■ Work instructions ■
Scale the part of the items that opens at their start and closes with the line containing "point(567, 370)": write out every line again, requests included, multiplying each point coordinate in the answers by 1.8 and rounding to whole numbers, halves up. Leave the pictures out.

■ Material for this exercise ■
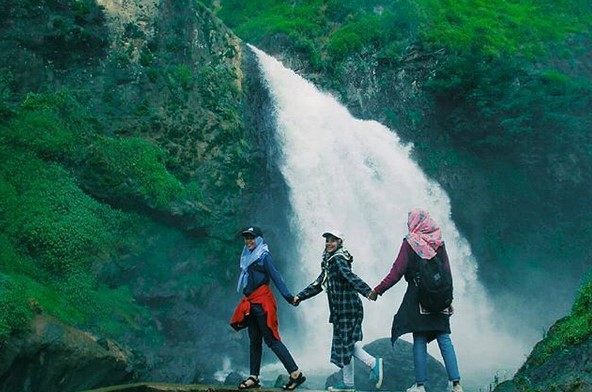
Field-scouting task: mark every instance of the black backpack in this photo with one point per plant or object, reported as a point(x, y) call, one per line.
point(434, 284)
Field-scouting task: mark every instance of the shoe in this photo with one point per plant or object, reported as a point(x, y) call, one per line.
point(457, 388)
point(341, 387)
point(377, 372)
point(294, 382)
point(416, 388)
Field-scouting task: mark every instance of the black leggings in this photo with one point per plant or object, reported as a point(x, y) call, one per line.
point(259, 331)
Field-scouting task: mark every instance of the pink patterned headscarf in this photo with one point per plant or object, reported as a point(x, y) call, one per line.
point(424, 235)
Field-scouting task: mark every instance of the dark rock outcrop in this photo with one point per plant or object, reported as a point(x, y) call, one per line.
point(58, 358)
point(567, 370)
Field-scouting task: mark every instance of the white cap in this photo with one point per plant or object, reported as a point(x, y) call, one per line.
point(334, 233)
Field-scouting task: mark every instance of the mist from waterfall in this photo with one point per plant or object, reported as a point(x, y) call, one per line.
point(358, 177)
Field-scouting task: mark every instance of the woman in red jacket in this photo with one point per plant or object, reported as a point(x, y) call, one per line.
point(257, 311)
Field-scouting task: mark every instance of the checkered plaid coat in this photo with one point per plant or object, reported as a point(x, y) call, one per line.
point(345, 307)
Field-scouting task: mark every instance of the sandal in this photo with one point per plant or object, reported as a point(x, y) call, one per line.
point(294, 382)
point(246, 385)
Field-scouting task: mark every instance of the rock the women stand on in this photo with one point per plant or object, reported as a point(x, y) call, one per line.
point(257, 311)
point(423, 240)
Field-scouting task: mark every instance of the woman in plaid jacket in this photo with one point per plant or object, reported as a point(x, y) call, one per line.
point(346, 310)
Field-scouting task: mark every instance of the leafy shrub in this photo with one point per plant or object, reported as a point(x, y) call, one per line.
point(132, 169)
point(569, 331)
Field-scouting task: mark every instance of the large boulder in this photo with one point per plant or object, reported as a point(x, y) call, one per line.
point(398, 368)
point(53, 357)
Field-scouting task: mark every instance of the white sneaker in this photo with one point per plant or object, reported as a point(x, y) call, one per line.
point(457, 388)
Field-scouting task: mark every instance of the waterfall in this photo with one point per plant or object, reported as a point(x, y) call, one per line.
point(358, 177)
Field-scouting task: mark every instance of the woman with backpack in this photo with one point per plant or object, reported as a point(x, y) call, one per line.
point(257, 310)
point(424, 241)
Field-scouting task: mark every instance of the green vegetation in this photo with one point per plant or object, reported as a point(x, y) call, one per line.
point(100, 153)
point(569, 331)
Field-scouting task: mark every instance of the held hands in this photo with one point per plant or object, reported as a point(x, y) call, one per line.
point(373, 295)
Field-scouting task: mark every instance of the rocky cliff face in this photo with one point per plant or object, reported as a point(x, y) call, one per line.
point(58, 357)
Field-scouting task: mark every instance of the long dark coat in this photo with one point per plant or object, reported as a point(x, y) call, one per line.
point(409, 318)
point(345, 307)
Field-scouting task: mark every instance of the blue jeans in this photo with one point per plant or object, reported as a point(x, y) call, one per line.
point(420, 356)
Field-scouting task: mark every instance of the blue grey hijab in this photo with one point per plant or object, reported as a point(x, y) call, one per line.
point(248, 258)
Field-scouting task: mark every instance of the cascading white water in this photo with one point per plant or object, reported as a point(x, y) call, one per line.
point(357, 176)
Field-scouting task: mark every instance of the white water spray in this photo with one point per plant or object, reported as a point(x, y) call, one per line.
point(357, 176)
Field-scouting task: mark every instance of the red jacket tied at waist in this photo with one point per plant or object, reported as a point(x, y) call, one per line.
point(264, 297)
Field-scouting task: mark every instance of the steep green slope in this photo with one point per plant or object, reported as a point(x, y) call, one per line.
point(109, 128)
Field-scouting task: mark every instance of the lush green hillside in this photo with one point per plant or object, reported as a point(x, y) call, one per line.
point(100, 147)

■ The reply ■
Field-scouting task: mark every instance of the black backpack in this photo with one point per plant or object, reported as a point(x, y) call, one per line.
point(781, 511)
Field-scouting task: mark every instance of the shoe in this photo with one point per plant or object, reported as a point(x, y) call, one per line.
point(823, 698)
point(614, 697)
point(679, 670)
point(529, 688)
point(749, 698)
Field-scouting task: mark every instance of the black leggings in this photo with one point per plant or object, reported as a point(x, y) call, one per line.
point(466, 596)
Field-scouting task: mark every instance of the pink patterned headscarf in this photo with one point per plant or object, reported as a point(x, y) call, one per line.
point(763, 423)
Field-scouting task: mark every instance of the dark rock outcrop in this photo with one point per plant or object, reported as a point(x, y) call, one per line.
point(104, 644)
point(1021, 666)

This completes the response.